__RECORDS PROVIDED__.
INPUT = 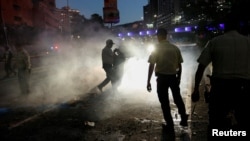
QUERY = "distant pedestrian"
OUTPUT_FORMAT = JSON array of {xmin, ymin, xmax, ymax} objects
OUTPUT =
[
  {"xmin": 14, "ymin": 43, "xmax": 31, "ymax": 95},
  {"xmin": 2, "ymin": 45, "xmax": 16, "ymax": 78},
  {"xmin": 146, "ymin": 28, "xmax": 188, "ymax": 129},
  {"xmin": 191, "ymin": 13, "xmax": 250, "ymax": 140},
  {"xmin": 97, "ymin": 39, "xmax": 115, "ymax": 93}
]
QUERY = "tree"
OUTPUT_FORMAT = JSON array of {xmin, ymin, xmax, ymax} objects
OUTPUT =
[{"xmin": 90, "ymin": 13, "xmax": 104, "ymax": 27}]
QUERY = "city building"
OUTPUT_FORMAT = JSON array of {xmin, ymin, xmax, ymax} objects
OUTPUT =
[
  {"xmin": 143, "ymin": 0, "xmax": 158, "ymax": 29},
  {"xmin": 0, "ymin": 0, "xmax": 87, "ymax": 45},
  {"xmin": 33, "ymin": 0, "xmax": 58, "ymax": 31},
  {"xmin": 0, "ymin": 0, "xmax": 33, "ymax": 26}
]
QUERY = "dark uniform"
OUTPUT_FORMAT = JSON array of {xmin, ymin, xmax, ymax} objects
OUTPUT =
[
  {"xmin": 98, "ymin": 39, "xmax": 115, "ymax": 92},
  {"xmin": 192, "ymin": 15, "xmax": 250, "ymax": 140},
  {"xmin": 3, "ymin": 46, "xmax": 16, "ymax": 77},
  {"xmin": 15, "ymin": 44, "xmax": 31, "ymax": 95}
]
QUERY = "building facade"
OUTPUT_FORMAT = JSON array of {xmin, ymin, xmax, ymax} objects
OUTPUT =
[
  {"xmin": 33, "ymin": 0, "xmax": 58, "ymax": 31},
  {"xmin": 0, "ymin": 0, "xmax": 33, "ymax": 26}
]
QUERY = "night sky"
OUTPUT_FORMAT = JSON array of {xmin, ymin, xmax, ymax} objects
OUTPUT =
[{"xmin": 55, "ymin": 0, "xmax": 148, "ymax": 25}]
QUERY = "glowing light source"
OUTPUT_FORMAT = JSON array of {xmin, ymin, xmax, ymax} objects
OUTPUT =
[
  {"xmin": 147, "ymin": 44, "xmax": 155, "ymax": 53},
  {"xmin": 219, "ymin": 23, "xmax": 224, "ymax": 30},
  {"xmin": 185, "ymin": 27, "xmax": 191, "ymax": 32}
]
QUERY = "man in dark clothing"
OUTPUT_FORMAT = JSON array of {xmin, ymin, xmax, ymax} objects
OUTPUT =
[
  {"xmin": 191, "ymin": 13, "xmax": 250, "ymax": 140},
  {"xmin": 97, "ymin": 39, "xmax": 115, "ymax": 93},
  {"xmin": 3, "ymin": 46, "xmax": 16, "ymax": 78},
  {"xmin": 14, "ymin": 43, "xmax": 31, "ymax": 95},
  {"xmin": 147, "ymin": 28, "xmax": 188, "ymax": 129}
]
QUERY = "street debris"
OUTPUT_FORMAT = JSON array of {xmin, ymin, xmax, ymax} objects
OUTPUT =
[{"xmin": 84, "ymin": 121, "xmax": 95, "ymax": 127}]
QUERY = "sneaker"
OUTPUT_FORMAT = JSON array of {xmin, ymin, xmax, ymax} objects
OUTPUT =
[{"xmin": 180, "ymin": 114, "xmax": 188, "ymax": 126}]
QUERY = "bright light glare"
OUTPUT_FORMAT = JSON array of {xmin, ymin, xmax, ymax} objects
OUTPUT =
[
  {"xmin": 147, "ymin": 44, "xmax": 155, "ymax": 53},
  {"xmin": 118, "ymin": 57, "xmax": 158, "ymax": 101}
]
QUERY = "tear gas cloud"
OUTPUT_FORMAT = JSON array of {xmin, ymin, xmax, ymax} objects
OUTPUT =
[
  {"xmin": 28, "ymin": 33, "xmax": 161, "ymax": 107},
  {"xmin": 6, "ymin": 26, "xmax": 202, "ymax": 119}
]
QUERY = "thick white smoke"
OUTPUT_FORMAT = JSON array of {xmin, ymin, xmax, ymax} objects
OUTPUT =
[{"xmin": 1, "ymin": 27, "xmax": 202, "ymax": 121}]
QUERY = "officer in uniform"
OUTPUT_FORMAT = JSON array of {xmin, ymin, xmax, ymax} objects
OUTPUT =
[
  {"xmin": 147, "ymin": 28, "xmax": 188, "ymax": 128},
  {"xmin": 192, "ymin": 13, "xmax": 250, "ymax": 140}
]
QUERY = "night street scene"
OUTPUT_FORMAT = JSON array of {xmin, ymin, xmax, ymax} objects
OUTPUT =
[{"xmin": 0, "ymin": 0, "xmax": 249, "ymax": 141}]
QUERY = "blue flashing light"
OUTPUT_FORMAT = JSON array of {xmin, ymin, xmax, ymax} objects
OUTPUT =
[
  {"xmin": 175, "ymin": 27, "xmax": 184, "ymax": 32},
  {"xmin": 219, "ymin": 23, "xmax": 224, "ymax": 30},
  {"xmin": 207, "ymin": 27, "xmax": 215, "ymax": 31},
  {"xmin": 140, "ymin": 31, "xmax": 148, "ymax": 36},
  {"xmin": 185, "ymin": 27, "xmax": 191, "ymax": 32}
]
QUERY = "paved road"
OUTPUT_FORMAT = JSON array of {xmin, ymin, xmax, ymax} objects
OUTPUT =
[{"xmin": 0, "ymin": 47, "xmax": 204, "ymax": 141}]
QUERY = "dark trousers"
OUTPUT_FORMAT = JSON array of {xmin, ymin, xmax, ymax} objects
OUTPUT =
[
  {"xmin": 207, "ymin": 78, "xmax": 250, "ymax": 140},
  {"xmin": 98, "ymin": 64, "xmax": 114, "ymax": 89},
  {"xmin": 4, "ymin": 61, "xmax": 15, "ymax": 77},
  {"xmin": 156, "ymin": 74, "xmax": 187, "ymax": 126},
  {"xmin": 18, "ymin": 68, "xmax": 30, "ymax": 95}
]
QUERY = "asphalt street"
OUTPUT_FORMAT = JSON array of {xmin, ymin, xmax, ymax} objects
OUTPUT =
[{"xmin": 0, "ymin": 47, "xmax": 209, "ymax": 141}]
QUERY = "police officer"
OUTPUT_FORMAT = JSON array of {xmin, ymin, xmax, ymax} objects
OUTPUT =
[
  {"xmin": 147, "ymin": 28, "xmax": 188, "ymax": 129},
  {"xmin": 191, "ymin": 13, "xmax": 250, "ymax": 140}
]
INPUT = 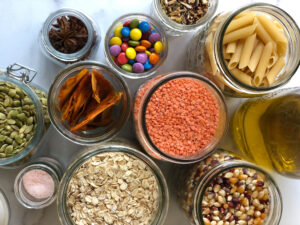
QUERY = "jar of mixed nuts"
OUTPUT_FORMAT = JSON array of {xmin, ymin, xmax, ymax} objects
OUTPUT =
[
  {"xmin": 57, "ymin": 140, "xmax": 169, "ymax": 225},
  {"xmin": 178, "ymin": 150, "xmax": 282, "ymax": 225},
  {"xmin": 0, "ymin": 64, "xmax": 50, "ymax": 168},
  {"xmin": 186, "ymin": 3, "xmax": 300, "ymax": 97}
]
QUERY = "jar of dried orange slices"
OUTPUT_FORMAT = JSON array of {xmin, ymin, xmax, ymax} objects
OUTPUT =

__AIM OF THE EXERCISE__. Only lines containing the string "uniform" are needed. Pull each of them out of the records above.

__RESPONSE BOX__.
QUERY = "dark uniform"
QUERY = "officer in uniform"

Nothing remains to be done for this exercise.